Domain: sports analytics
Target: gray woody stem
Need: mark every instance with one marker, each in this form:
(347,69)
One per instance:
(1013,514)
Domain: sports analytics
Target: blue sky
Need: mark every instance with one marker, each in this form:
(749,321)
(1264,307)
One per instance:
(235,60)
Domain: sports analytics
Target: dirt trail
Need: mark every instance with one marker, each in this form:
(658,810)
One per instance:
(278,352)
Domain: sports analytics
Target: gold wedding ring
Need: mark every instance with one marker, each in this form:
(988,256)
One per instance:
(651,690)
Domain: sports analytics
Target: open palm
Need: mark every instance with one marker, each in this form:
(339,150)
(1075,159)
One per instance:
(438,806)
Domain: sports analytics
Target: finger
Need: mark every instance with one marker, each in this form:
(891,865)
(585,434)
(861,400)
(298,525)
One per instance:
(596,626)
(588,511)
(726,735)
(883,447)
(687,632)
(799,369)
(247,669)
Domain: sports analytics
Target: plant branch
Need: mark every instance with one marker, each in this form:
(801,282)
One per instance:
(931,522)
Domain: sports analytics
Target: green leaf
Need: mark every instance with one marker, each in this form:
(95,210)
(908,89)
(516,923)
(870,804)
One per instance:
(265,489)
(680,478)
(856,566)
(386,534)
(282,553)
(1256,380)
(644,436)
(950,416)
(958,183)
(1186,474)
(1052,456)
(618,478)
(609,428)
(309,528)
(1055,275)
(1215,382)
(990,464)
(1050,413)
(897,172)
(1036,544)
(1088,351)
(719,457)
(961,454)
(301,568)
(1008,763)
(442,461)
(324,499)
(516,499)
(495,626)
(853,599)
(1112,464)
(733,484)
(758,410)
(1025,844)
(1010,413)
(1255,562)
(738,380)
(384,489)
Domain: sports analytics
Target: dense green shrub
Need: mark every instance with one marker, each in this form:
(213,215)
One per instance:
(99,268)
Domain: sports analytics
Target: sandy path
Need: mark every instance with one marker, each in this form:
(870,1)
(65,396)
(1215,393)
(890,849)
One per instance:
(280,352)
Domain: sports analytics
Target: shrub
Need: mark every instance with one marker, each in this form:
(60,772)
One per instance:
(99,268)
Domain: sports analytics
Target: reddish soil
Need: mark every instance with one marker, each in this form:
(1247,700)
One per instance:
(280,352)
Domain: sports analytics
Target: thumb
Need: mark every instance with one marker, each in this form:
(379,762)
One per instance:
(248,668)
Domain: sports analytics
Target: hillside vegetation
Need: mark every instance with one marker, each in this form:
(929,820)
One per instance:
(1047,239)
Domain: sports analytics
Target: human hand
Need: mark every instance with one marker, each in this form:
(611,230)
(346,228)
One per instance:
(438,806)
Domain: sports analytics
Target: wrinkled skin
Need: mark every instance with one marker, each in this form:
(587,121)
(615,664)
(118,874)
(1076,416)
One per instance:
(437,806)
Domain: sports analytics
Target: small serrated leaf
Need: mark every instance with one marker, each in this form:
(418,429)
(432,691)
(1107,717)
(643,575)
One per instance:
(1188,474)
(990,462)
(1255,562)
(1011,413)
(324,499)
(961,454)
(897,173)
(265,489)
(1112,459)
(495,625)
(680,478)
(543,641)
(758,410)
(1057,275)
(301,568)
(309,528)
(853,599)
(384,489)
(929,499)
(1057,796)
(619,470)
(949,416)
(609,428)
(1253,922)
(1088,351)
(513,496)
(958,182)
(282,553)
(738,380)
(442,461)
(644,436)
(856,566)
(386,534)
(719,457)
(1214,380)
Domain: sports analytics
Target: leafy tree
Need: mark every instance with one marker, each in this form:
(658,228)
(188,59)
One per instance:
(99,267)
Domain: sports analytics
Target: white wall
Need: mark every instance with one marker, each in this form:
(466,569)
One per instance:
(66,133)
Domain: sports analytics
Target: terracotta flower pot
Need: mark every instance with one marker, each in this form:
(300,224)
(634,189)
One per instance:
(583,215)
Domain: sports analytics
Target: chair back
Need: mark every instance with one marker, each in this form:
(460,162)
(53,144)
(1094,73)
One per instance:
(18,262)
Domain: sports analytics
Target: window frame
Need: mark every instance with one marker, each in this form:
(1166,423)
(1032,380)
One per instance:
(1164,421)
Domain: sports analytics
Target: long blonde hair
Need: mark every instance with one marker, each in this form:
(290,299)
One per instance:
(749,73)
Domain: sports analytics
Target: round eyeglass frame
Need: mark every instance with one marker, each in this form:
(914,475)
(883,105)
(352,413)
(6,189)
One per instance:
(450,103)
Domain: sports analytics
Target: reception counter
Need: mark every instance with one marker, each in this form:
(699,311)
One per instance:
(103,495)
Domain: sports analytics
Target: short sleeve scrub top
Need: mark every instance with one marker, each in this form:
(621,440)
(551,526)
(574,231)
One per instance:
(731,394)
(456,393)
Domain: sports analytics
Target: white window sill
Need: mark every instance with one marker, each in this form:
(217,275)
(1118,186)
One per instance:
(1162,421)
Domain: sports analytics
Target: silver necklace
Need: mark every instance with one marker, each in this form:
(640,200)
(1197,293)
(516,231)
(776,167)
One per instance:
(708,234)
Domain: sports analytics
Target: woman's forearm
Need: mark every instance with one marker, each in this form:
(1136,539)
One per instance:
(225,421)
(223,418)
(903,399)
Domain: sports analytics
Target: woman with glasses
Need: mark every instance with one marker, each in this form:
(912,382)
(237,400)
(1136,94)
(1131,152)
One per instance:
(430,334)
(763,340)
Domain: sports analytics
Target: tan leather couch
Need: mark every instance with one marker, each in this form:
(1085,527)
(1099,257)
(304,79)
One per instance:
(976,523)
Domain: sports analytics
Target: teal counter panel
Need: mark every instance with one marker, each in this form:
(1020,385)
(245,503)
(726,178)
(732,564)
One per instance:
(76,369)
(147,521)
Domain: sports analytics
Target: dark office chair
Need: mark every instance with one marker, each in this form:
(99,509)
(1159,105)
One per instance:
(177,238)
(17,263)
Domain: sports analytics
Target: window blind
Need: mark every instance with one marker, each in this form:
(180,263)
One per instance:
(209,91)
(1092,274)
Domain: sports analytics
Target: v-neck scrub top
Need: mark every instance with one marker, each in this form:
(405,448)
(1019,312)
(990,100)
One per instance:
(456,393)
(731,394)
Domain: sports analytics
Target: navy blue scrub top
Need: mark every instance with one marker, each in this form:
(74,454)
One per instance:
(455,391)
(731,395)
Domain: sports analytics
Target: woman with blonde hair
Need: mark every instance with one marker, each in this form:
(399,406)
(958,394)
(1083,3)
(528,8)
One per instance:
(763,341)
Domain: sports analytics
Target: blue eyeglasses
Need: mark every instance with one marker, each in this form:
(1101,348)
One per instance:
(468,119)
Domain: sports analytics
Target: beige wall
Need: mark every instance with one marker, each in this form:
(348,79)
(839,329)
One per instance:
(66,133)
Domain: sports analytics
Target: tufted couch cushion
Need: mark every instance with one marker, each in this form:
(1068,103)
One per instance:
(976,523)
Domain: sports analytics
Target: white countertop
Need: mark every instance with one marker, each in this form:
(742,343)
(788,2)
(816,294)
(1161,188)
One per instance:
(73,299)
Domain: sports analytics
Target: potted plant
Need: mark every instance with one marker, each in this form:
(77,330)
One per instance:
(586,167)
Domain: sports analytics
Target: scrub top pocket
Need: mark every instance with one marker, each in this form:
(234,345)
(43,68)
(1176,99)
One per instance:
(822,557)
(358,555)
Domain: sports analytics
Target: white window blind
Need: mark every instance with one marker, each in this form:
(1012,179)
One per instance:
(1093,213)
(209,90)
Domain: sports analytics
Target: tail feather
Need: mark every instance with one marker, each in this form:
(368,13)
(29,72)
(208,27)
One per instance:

▶ _WHAT THE TASK REQUIRES_
What you give back must match the material exactly, beginning with its first line and ending with the line holding "Target: finger".

▶ _YOUR SOLUTION_
Domain: sports analytics
Target: gray woody stem
Need: mark every instance with one marker, each in this form:
(347,69)
One per instance:
(1013,514)
Domain: sports analytics
Target: blue sky
Need: mark every instance with one marker, each in this form:
(749,321)
(1264,307)
One per instance:
(235,60)
Domain: sports analytics
Target: dirt trail
Need: mark every instance with one marker, each in this form:
(658,810)
One per instance:
(278,352)
Domain: sports analytics
Target: gold wedding ring
Need: mark every instance with one marker, each in this form:
(988,256)
One per instance:
(651,690)
Domain: sports analytics
Target: open palm
Need: mark every instance with one marker, each in this form:
(339,150)
(1075,159)
One per instance:
(438,806)
Domain: sports analytics
Target: finger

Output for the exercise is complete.